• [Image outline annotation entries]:

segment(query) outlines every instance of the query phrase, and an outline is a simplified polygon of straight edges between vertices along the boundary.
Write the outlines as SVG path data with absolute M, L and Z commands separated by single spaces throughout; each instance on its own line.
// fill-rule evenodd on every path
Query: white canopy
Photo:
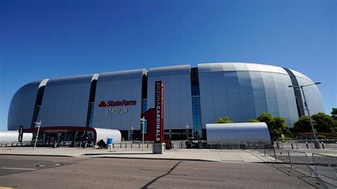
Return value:
M 264 122 L 206 124 L 207 144 L 220 142 L 270 144 L 268 126 Z

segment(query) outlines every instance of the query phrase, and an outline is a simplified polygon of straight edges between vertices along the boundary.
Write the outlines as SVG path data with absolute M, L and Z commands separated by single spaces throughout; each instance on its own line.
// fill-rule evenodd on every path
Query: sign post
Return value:
M 156 136 L 153 153 L 163 153 L 165 151 L 164 139 L 164 82 L 155 81 L 154 109 L 156 111 Z

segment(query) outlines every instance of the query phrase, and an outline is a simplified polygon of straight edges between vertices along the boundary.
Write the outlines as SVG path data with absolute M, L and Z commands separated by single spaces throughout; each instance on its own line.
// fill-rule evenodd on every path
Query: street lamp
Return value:
M 304 106 L 306 107 L 306 111 L 308 112 L 308 116 L 309 117 L 309 120 L 310 120 L 310 125 L 311 126 L 312 133 L 314 134 L 314 138 L 315 139 L 315 141 L 314 142 L 314 144 L 315 145 L 315 148 L 318 148 L 318 149 L 321 148 L 321 147 L 319 146 L 319 143 L 317 141 L 317 138 L 316 137 L 315 130 L 314 129 L 314 125 L 312 124 L 312 119 L 311 119 L 311 117 L 310 116 L 310 111 L 309 111 L 309 108 L 308 107 L 308 102 L 306 102 L 306 95 L 304 94 L 304 90 L 303 90 L 303 87 L 314 85 L 319 85 L 321 83 L 321 82 L 315 82 L 315 83 L 311 83 L 311 84 L 306 85 L 301 85 L 301 86 L 289 85 L 289 86 L 288 86 L 288 87 L 301 88 L 301 90 L 302 91 L 303 98 L 304 99 Z
M 142 126 L 142 128 L 143 128 L 143 129 L 142 129 L 143 137 L 141 137 L 142 139 L 143 139 L 143 144 L 141 145 L 141 151 L 144 151 L 144 124 L 145 124 L 145 118 L 143 117 L 143 118 L 141 118 L 140 120 L 141 120 L 141 126 Z
M 36 134 L 36 137 L 35 138 L 35 144 L 34 144 L 34 150 L 35 147 L 36 146 L 36 142 L 38 141 L 38 131 L 40 131 L 40 126 L 41 126 L 41 121 L 40 122 L 33 122 L 37 126 L 38 126 L 38 133 Z
M 134 134 L 134 127 L 131 126 L 131 143 L 132 143 L 132 135 Z

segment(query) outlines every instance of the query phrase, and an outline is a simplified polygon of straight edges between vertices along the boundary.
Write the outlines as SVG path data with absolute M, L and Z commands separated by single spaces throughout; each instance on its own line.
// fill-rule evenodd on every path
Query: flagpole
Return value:
M 40 122 L 34 122 L 34 124 L 38 126 L 38 133 L 36 134 L 36 137 L 35 137 L 35 144 L 34 144 L 34 150 L 35 147 L 36 146 L 36 142 L 38 141 L 38 131 L 40 131 L 40 126 L 41 126 L 41 121 Z

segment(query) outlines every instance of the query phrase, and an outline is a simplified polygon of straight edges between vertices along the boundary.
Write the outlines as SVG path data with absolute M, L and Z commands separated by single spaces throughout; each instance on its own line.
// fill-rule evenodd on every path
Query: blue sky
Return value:
M 213 62 L 286 67 L 336 106 L 336 3 L 0 1 L 0 130 L 36 80 Z

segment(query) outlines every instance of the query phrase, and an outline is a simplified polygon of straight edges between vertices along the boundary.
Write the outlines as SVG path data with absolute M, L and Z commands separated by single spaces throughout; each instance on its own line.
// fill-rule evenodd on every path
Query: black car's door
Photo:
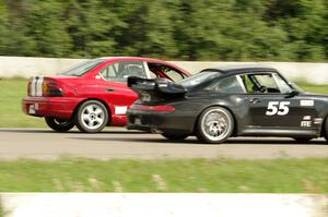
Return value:
M 305 96 L 293 96 L 292 87 L 277 73 L 247 74 L 250 80 L 247 94 L 249 129 L 306 130 L 313 128 L 316 117 L 315 101 Z M 255 84 L 251 86 L 249 84 Z
M 249 95 L 248 126 L 251 128 L 311 128 L 316 117 L 314 100 L 302 96 Z

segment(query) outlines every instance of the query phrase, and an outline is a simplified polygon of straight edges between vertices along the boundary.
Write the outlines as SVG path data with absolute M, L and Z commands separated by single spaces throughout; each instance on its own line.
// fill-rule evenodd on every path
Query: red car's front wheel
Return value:
M 107 108 L 97 100 L 84 101 L 75 113 L 75 124 L 80 131 L 85 133 L 101 132 L 107 122 Z

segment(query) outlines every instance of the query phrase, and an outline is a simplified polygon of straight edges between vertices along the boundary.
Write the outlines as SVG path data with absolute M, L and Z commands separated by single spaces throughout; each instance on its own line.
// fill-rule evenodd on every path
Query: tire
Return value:
M 87 100 L 81 104 L 74 119 L 81 132 L 97 133 L 108 123 L 108 110 L 101 101 Z
M 326 120 L 324 122 L 323 134 L 324 134 L 324 137 L 326 138 L 326 141 L 328 143 L 328 117 L 326 118 Z
M 313 137 L 293 137 L 293 138 L 298 143 L 307 143 L 311 140 L 313 140 Z
M 183 141 L 189 136 L 189 134 L 186 134 L 186 133 L 184 133 L 184 134 L 162 133 L 162 135 L 169 141 Z
M 231 112 L 222 107 L 211 107 L 200 114 L 196 136 L 204 143 L 221 144 L 232 135 L 233 130 Z
M 67 132 L 74 128 L 74 122 L 70 119 L 59 119 L 59 118 L 45 118 L 47 125 L 57 132 Z

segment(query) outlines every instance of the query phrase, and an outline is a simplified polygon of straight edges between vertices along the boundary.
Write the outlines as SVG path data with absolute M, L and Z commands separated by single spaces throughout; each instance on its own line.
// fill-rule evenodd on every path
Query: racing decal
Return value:
M 302 128 L 311 128 L 312 126 L 312 121 L 301 121 L 301 126 Z
M 290 112 L 291 101 L 269 101 L 266 116 L 285 116 Z
M 127 106 L 116 106 L 115 114 L 126 114 L 127 110 L 128 110 Z
M 314 106 L 314 100 L 301 100 L 301 106 Z
M 311 121 L 311 116 L 304 116 L 304 117 L 303 117 L 303 120 L 304 120 L 304 121 Z

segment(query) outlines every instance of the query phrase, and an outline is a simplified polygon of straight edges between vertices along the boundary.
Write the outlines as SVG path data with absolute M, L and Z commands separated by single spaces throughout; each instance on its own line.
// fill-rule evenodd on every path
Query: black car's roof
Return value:
M 218 71 L 229 74 L 239 74 L 245 72 L 277 72 L 276 69 L 265 65 L 225 65 L 225 67 L 215 67 L 215 68 L 208 68 L 202 70 L 201 72 L 206 71 Z

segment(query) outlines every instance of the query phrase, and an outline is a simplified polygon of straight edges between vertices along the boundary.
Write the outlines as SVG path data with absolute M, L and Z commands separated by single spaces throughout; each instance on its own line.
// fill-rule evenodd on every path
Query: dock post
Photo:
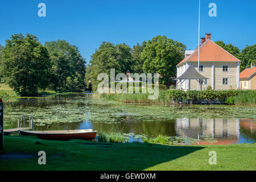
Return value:
M 0 149 L 3 148 L 3 102 L 0 99 Z

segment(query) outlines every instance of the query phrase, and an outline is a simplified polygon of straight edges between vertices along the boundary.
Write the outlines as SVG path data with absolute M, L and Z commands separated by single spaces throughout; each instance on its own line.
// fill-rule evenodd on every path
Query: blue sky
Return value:
M 201 34 L 239 48 L 256 39 L 255 0 L 201 0 Z M 39 17 L 38 5 L 46 5 Z M 217 17 L 210 17 L 210 3 Z M 30 33 L 45 42 L 64 39 L 79 48 L 88 61 L 103 41 L 132 47 L 158 35 L 196 48 L 198 0 L 23 0 L 0 2 L 0 44 L 14 34 Z

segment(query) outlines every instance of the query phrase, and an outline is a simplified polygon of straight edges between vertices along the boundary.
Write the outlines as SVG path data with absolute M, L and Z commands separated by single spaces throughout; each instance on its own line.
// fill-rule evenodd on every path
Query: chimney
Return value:
M 212 35 L 212 34 L 205 34 L 205 35 L 206 35 L 207 40 L 208 39 L 210 40 L 210 36 Z
M 205 38 L 201 38 L 201 44 L 205 41 Z

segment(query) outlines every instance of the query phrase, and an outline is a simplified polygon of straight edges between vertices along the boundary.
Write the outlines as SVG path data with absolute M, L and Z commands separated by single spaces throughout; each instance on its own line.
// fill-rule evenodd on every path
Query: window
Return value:
M 222 78 L 222 85 L 228 85 L 229 84 L 229 78 Z
M 229 66 L 227 65 L 222 65 L 222 72 L 229 72 Z
M 203 65 L 199 65 L 199 72 L 204 72 L 204 66 Z

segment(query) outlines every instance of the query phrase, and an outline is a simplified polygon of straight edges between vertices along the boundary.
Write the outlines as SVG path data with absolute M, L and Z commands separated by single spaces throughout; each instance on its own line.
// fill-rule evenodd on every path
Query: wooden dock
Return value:
M 19 133 L 19 130 L 28 130 L 30 129 L 31 129 L 29 127 L 18 127 L 16 129 L 6 129 L 3 130 L 3 134 L 5 135 L 15 134 Z

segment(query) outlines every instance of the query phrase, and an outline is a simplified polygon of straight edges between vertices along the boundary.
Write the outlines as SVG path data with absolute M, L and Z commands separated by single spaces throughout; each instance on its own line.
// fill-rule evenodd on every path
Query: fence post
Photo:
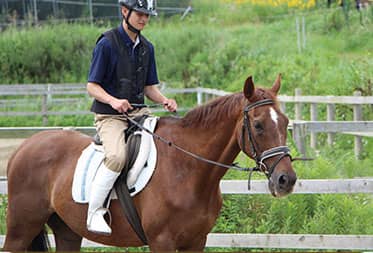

• [EXERCISE INSTRUCTIONS]:
How many lines in the records contain the word "black"? Reply with the number alone.

• [WRITTEN RESPONSE]:
2